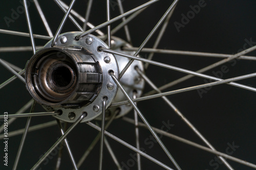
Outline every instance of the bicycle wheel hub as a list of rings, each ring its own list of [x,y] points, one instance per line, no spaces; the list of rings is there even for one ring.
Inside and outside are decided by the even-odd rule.
[[[55,116],[69,122],[83,112],[87,116],[83,122],[98,116],[102,99],[107,98],[110,106],[118,89],[109,74],[113,71],[119,76],[115,57],[98,50],[108,45],[92,35],[77,41],[75,37],[79,33],[60,35],[53,47],[49,41],[31,58],[26,68],[27,87],[34,99],[48,111],[61,111]]]
[[[113,71],[118,78],[119,71],[129,59],[99,51],[99,47],[109,47],[92,35],[76,40],[80,33],[60,35],[53,47],[52,40],[50,41],[36,52],[26,68],[26,86],[34,99],[47,111],[61,112],[55,116],[68,122],[75,122],[84,112],[87,116],[82,122],[98,117],[102,113],[104,98],[108,99],[107,108],[113,101],[125,100],[122,92],[118,92],[109,72]],[[122,46],[130,45],[116,37],[113,37],[112,42],[117,51],[122,51]],[[135,66],[143,70],[142,63],[135,61],[120,80],[131,97],[135,91],[137,96],[140,96],[144,87]],[[109,108],[106,118],[116,112],[119,113],[117,117],[122,116],[132,109],[130,105]]]

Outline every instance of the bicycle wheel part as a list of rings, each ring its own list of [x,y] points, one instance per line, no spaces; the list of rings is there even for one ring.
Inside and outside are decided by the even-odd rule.
[[[256,168],[256,3],[2,4],[1,169]]]

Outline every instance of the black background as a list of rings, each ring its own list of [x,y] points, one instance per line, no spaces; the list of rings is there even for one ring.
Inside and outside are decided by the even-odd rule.
[[[77,1],[74,9],[83,16],[87,1]],[[180,1],[159,44],[159,48],[232,54],[237,53],[244,48],[244,45],[246,43],[245,39],[251,39],[252,41],[256,42],[255,1],[205,0],[205,6],[201,8],[200,11],[189,19],[189,22],[185,25],[184,28],[181,28],[178,32],[174,23],[176,21],[181,23],[181,14],[186,15],[188,12],[191,10],[189,6],[198,5],[200,1]],[[65,2],[68,3],[70,2],[69,1]],[[112,17],[119,14],[118,8],[116,5],[115,2],[115,0],[112,1]],[[124,0],[123,4],[125,11],[127,11],[146,2]],[[41,5],[51,28],[54,33],[64,14],[52,1],[39,1],[39,2]],[[129,27],[134,46],[140,45],[171,4],[171,1],[160,1],[149,7],[137,18],[129,23]],[[14,19],[14,22],[10,23],[9,27],[8,27],[4,20],[5,17],[11,18],[13,12],[12,9],[17,11],[17,8],[21,5],[18,1],[2,1],[0,2],[0,29],[28,32],[24,13],[19,15],[17,18]],[[97,26],[105,21],[105,6],[104,1],[94,2],[89,20],[94,25]],[[34,4],[31,4],[29,12],[34,33],[47,35]],[[81,22],[79,23],[81,24]],[[112,28],[115,28],[118,23],[119,22],[112,25]],[[104,28],[102,31],[106,33],[106,30]],[[77,29],[68,20],[62,33],[72,31],[77,31]],[[152,37],[146,47],[151,47],[153,46],[157,35],[157,33]],[[122,30],[117,33],[115,36],[125,39]],[[47,41],[36,39],[35,42],[37,45],[44,45]],[[255,43],[253,45],[255,44]],[[28,37],[0,34],[1,46],[29,45],[30,41]],[[246,48],[249,47],[249,45],[246,46]],[[2,53],[0,54],[0,57],[24,68],[27,61],[32,55],[31,52]],[[142,57],[146,57],[148,55],[146,53],[141,54]],[[255,55],[255,52],[248,54],[250,56]],[[155,61],[194,71],[220,60],[221,59],[214,58],[162,54],[155,54],[154,58]],[[223,65],[227,68],[228,71],[223,74],[222,78],[227,79],[255,72],[255,61],[243,60],[236,61],[235,64],[234,61],[224,64]],[[0,69],[1,83],[12,76],[3,66],[0,66]],[[221,66],[206,71],[205,74],[214,76],[214,72],[219,72],[220,70]],[[148,67],[146,75],[157,86],[161,86],[185,75],[183,73],[152,65]],[[255,87],[255,78],[251,78],[239,82]],[[208,80],[207,81],[208,81]],[[165,90],[172,90],[205,83],[204,79],[193,78]],[[150,90],[151,88],[146,85],[144,91]],[[8,112],[9,114],[14,113],[31,98],[26,89],[25,85],[18,80],[0,90],[0,96],[1,114],[4,112]],[[193,90],[172,95],[168,96],[168,98],[218,151],[225,153],[228,147],[228,143],[234,142],[239,148],[233,152],[232,156],[248,162],[256,163],[256,138],[254,137],[256,128],[254,103],[256,98],[253,92],[227,85],[221,85],[213,87],[210,90],[207,91],[207,93],[202,94],[202,98],[197,90]],[[169,122],[175,125],[169,132],[203,145],[200,139],[161,99],[140,102],[138,106],[153,126],[160,128],[163,125],[163,121],[166,123]],[[42,111],[42,109],[37,105],[35,111]],[[27,110],[27,112],[28,111]],[[133,114],[131,112],[127,116],[133,117]],[[51,117],[33,118],[31,126],[54,119]],[[17,119],[9,126],[9,132],[24,128],[26,120],[25,118]],[[1,122],[1,124],[2,124]],[[109,131],[135,145],[134,129],[133,125],[122,120],[117,119],[114,121]],[[143,129],[140,129],[140,133],[141,147],[145,149],[147,154],[174,168],[172,162],[157,143],[154,143],[153,147],[150,148],[152,145],[145,142],[145,140],[150,138],[150,132]],[[70,145],[77,162],[96,134],[95,130],[86,125],[80,124],[74,129],[72,133],[68,136]],[[48,151],[59,136],[59,131],[56,126],[30,132],[26,140],[18,169],[30,169],[37,161],[40,155]],[[22,135],[10,138],[8,151],[9,166],[7,169],[12,169],[12,164],[14,162],[21,138]],[[214,155],[166,137],[163,137],[162,139],[183,169],[227,169],[223,164],[216,163],[215,161],[212,161],[216,156]],[[3,158],[4,153],[2,141],[1,140],[0,144],[1,158]],[[134,162],[134,161],[131,160],[132,157],[130,155],[130,154],[134,154],[134,152],[112,139],[109,139],[109,141],[120,163],[123,162],[127,165],[127,161],[130,163]],[[99,148],[98,143],[83,164],[81,169],[98,168]],[[106,149],[105,149],[104,151],[104,169],[117,169]],[[54,153],[52,154],[54,155]],[[63,150],[63,154],[65,156],[62,158],[60,169],[70,169],[72,168],[72,165],[65,149]],[[44,162],[46,164],[42,164],[40,165],[42,169],[54,169],[56,156],[53,157],[52,158],[48,158],[48,159],[49,163],[45,163],[46,162]],[[231,161],[228,162],[235,169],[252,169]],[[6,168],[6,167],[3,166],[2,160],[1,162],[0,169]],[[212,163],[210,164],[210,162]],[[143,169],[162,169],[144,158],[142,158],[142,163]],[[136,169],[136,166],[130,166],[129,169]]]

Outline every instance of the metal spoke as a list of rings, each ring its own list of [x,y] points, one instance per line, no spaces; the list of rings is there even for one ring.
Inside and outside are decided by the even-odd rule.
[[[35,108],[36,103],[34,101],[33,104],[31,106],[31,108],[30,109],[30,113],[34,112],[34,109]],[[13,164],[13,169],[16,170],[17,169],[17,166],[18,166],[18,161],[19,161],[19,158],[20,157],[20,155],[22,154],[22,150],[23,149],[23,146],[24,145],[24,142],[25,142],[26,138],[27,137],[27,134],[28,134],[28,131],[30,125],[30,122],[31,120],[31,117],[29,117],[28,118],[28,120],[26,124],[24,132],[23,133],[23,135],[22,136],[22,140],[19,144],[19,147],[18,149],[18,152],[17,153],[17,155],[16,156],[15,160]]]
[[[138,50],[138,49],[139,49],[139,47],[128,47],[126,46],[124,46],[123,48],[122,48],[123,51],[129,51],[132,52]],[[233,55],[230,55],[230,54],[197,52],[166,50],[166,49],[157,49],[154,48],[143,48],[142,50],[141,50],[141,52],[176,54],[176,55],[186,55],[186,56],[217,57],[217,58],[228,58],[233,56]],[[241,56],[238,57],[237,58],[242,60],[256,60],[256,57],[254,56]],[[148,59],[150,59],[149,56],[148,56]]]
[[[25,79],[1,59],[0,59],[0,63],[3,65],[3,66],[4,66],[6,69],[9,70],[11,73],[17,77],[17,78],[21,80],[23,83],[26,83]]]
[[[106,20],[108,21],[110,20],[110,0],[106,0]],[[107,41],[108,45],[110,48],[111,49],[111,28],[110,23],[106,26],[106,33],[108,35]]]
[[[104,98],[102,101],[102,115],[101,118],[101,131],[100,132],[100,145],[99,151],[99,170],[102,169],[103,151],[104,147],[104,132],[105,131],[105,115],[106,112],[106,99]]]
[[[174,7],[173,9],[172,10],[172,11],[169,13],[166,18],[165,19],[165,20],[164,21],[164,22],[163,24],[163,26],[162,26],[162,28],[161,28],[161,30],[159,32],[159,34],[158,34],[158,36],[157,36],[157,39],[156,40],[156,41],[155,41],[155,43],[153,45],[153,49],[155,49],[157,48],[157,47],[158,46],[158,45],[159,44],[159,43],[161,40],[162,39],[162,37],[163,37],[164,32],[165,32],[165,30],[166,29],[167,26],[169,23],[169,21],[170,19],[170,17],[172,17],[172,15],[173,15],[173,14],[174,13],[176,7],[176,6],[175,6]],[[139,48],[138,48],[138,50],[138,50],[138,49]],[[153,58],[154,54],[155,54],[154,53],[152,52],[150,53],[150,55],[148,56],[147,59],[151,60],[152,60],[152,58]],[[148,63],[145,63],[145,69],[146,69],[148,67],[148,65],[149,65]]]
[[[114,152],[113,151],[113,150],[111,148],[111,147],[110,146],[110,144],[105,137],[104,140],[104,142],[105,143],[105,145],[106,145],[106,147],[108,149],[108,150],[109,151],[109,152],[110,153],[110,154],[111,156],[111,157],[112,158],[114,162],[115,162],[116,166],[118,168],[118,170],[122,170],[122,168],[121,167],[119,162],[118,162],[117,158],[116,158],[116,156],[115,155],[115,154],[114,153]]]
[[[126,26],[127,23],[128,23],[130,21],[131,21],[132,20],[133,20],[134,18],[135,18],[137,16],[138,16],[139,14],[140,14],[142,11],[143,11],[144,10],[145,10],[147,8],[147,7],[145,7],[141,10],[138,10],[138,11],[134,12],[133,14],[131,15],[131,16],[129,16],[128,18],[127,18],[127,19],[126,19],[124,21],[121,22],[120,24],[119,24],[117,26],[115,27],[111,31],[111,35],[114,35],[117,31],[118,31],[120,29],[121,29],[122,28]],[[103,40],[105,40],[105,39],[107,38],[107,35],[105,35],[105,36],[103,36],[103,37],[101,37],[100,38],[101,39],[102,39]]]
[[[133,101],[134,102],[143,101],[146,100],[150,100],[150,99],[155,99],[155,98],[160,98],[160,97],[161,97],[162,96],[177,94],[177,93],[179,93],[180,92],[190,91],[190,90],[193,90],[198,89],[205,88],[205,87],[207,87],[215,86],[215,85],[217,85],[218,84],[224,84],[224,83],[227,83],[233,82],[233,81],[238,81],[238,80],[243,80],[243,79],[245,79],[255,77],[255,76],[256,76],[256,73],[253,73],[253,74],[246,75],[244,75],[244,76],[242,76],[240,77],[236,77],[236,78],[233,78],[218,81],[217,82],[214,82],[204,84],[202,84],[200,85],[191,86],[191,87],[189,87],[180,89],[178,90],[169,91],[165,92],[163,92],[163,93],[158,93],[158,94],[153,94],[153,95],[147,95],[147,96],[143,96],[143,97],[141,97],[141,98],[137,98],[136,99],[133,100]],[[253,91],[254,92],[256,91],[255,90],[255,89],[253,89],[253,90],[251,89],[251,91]],[[129,103],[129,101],[122,101],[122,102],[119,102],[113,103],[111,105],[111,106],[110,107],[116,107],[116,106],[120,106],[120,105],[122,105],[127,104]]]
[[[83,113],[76,122],[68,129],[68,130],[62,135],[57,141],[51,147],[51,148],[47,151],[46,153],[44,155],[44,156],[40,159],[40,160],[33,166],[31,168],[32,170],[35,170],[38,167],[38,166],[42,163],[42,161],[48,156],[48,155],[54,150],[54,149],[69,134],[70,132],[78,124],[82,119],[86,116],[86,113]]]
[[[86,20],[83,22],[83,25],[82,26],[82,29],[83,30],[86,31],[86,27],[87,26],[87,22],[88,22],[88,19],[89,19],[90,14],[91,13],[91,9],[92,8],[92,5],[93,5],[93,0],[89,0],[88,4],[87,5],[87,9],[86,10],[86,14],[85,19]]]
[[[157,92],[160,93],[162,92],[138,68],[138,67],[136,68],[136,70],[138,73],[140,75],[142,78],[145,80],[145,81],[150,85],[150,86],[154,89],[155,90],[157,91]],[[204,136],[197,130],[197,129],[188,120],[186,117],[180,111],[180,110],[174,105],[174,104],[171,102],[166,96],[163,96],[161,97],[162,99],[165,102],[165,103],[174,111],[175,113],[176,113],[183,120],[186,124],[205,143],[209,148],[211,149],[214,151],[216,151],[215,148],[211,145],[211,144],[207,140]],[[229,169],[233,169],[233,168],[231,166],[231,165],[222,157],[219,157],[219,158],[221,160],[221,161],[225,164],[225,165]]]
[[[140,45],[140,47],[139,47],[139,49],[135,52],[134,54],[134,56],[138,56],[139,54],[140,53],[141,51],[141,50],[146,45],[146,43],[148,42],[150,39],[152,37],[153,35],[155,34],[155,33],[157,31],[157,29],[160,25],[163,23],[164,20],[165,20],[165,18],[168,16],[169,15],[169,13],[170,13],[172,10],[174,9],[174,8],[175,7],[175,6],[177,5],[178,2],[179,2],[179,0],[175,0],[173,4],[170,5],[170,6],[169,7],[168,10],[165,12],[164,14],[163,15],[163,16],[161,18],[161,19],[159,20],[159,21],[157,22],[157,23],[155,27],[153,28],[152,31],[150,32],[150,33],[148,34],[147,37],[146,38],[146,39],[144,40],[144,41],[142,42],[142,43]],[[119,80],[122,78],[123,76],[123,74],[125,72],[125,71],[127,70],[128,68],[130,67],[131,64],[133,63],[133,61],[134,60],[133,59],[131,59],[130,60],[129,62],[126,64],[124,68],[123,69],[123,70],[121,71],[121,72],[119,74]]]
[[[42,48],[44,46],[36,46],[35,50],[37,50]],[[30,52],[33,51],[31,46],[10,46],[10,47],[0,47],[0,53],[6,52]]]
[[[64,132],[66,132],[67,130],[67,127],[68,125],[68,123],[65,122],[64,125]],[[56,166],[55,170],[59,169],[59,167],[60,166],[60,162],[61,162],[61,156],[62,154],[63,149],[64,148],[63,141],[60,142],[59,144],[59,149],[58,151],[58,158],[57,158],[57,161],[56,162]]]
[[[240,56],[243,56],[246,54],[251,52],[254,51],[255,50],[256,50],[256,45],[253,46],[251,47],[250,47],[250,48],[249,48],[247,50],[245,50],[244,51],[243,51],[240,53],[237,53],[236,54],[232,55],[231,57],[225,58],[222,60],[219,61],[216,63],[215,63],[212,64],[208,65],[205,67],[201,68],[201,69],[197,70],[196,71],[196,72],[201,73],[201,72],[206,71],[210,69],[215,68],[215,67],[216,67],[219,65],[220,65],[221,64],[223,64],[227,62],[228,62],[228,61],[231,61],[233,59],[237,58],[238,57],[239,57]],[[194,75],[194,76],[195,76],[195,75]],[[160,90],[164,90],[167,88],[172,87],[176,84],[177,84],[179,83],[182,82],[184,81],[185,80],[189,79],[193,77],[194,76],[193,75],[187,75],[186,76],[182,77],[181,78],[180,78],[180,79],[177,79],[174,81],[173,81],[170,83],[167,83],[167,84],[165,84],[165,85],[159,87],[159,88]],[[152,94],[152,93],[154,93],[153,92],[150,92],[150,94]]]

----

- **THE EXERCISE**
Turn everything from the line containing "Outline every instance of the bicycle wheel part" down to the line containing "[[[256,168],[256,3],[2,4],[1,169]]]", both included, into a Markdown table with the columns Row and Line. Give each line its own numbered row and leave out any blank lines.

- **WORKED SOLUTION**
| Row | Line |
|---|---|
| 1 | Outline every instance of the bicycle wheel part as a list of rings, each ring its own list of [x,y] points, one instance per line, no spaces; the list of rings is there even for one ring. |
| 2 | Inside and outside are decided by the even-odd rule. |
| 3 | [[[256,168],[256,3],[2,4],[1,169]]] |